*** Data in this exercise Section Begins ***

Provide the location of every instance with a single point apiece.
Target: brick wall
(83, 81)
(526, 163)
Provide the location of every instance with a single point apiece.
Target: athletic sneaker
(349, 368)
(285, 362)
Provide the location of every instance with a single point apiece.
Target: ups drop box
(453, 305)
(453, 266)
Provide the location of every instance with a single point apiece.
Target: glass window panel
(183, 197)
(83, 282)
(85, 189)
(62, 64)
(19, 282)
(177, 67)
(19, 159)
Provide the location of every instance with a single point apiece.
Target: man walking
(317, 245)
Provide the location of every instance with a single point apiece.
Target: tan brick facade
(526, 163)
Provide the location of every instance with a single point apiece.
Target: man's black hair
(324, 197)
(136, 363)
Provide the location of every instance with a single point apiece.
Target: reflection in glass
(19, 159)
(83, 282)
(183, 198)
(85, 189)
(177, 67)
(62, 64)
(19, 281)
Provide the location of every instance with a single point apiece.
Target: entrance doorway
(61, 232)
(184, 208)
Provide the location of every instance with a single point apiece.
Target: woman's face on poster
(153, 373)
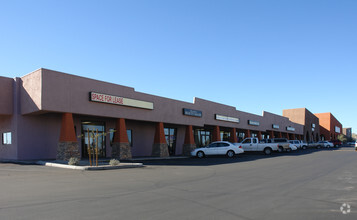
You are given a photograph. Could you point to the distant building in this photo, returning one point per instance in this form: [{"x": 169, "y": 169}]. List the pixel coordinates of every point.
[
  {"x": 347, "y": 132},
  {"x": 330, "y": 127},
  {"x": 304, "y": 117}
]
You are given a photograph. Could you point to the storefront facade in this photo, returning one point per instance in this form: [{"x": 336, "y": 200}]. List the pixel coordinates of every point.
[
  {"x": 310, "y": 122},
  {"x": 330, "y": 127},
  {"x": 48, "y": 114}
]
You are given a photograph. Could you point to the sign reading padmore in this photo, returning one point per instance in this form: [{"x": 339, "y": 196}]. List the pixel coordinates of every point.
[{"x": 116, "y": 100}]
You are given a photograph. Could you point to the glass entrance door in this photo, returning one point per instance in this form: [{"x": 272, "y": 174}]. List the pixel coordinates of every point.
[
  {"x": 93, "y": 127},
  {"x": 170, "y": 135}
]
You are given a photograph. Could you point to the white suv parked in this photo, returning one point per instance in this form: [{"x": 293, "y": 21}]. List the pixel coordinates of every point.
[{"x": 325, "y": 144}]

*** Data in this exercise Section Ends ***

**Exercise directions**
Reproduce the lines above exactly, image-free.

**Answer to this problem**
Provide the location of every instance with a single point apiece.
Target: brick wall
(83, 81)
(526, 163)
Provide the location of every instance with a single point apiece.
Target: athletic sneaker
(349, 368)
(285, 362)
Provide the location of every instance with a single point apiece.
Target: ups drop box
(453, 305)
(453, 266)
Provide the location of every instance with a single point apiece.
Target: glass window panel
(183, 197)
(83, 282)
(85, 189)
(62, 64)
(19, 282)
(177, 67)
(19, 159)
Provide the location of every instance with a single point apiece.
Target: man walking
(317, 245)
Provide the location of every instance with a single point apiece.
Target: tan brick facade
(526, 163)
Provide the location of every instance with a single point apiece.
Target: man's black hair
(324, 197)
(136, 363)
Provide the location of every instance with a single point apiece.
Target: reflection in glass
(19, 159)
(83, 282)
(183, 198)
(85, 189)
(177, 67)
(62, 64)
(19, 281)
Provide the location of every instance with a single point apiece.
Target: entrance doorway
(61, 232)
(184, 208)
Provide the location of every instance with a single point apiece.
Target: woman's face on poster
(153, 373)
You are given a photograph. Could you point to the distant building in this photo, returning one point per instance in this form: [{"x": 169, "y": 169}]. List the pixel coordinates of every point.
[
  {"x": 347, "y": 132},
  {"x": 330, "y": 127},
  {"x": 304, "y": 117}
]
You are given a photograph. Could you point to the storefront facade in this photo, returning one point per instance in this form: [{"x": 336, "y": 200}]. List the pixel coordinates of every point.
[
  {"x": 310, "y": 122},
  {"x": 330, "y": 127},
  {"x": 48, "y": 114}
]
You are given a photograph. Could you point to the sign reading padmore in this photo, returning one point per instance in this form: [{"x": 339, "y": 196}]. List the pixel coordinates of every point.
[{"x": 116, "y": 100}]
You are given a photograph. Could you point to the glass entrance door in this photo, returning one point per instance in this form: [{"x": 272, "y": 174}]. List the pixel coordinates of every point.
[
  {"x": 93, "y": 127},
  {"x": 170, "y": 135}
]
You are given a photograph. Could you point to the white suv parked in this photo, returning one point per instance in this form: [{"x": 293, "y": 21}]. List the pixel coordinates of every point.
[{"x": 325, "y": 144}]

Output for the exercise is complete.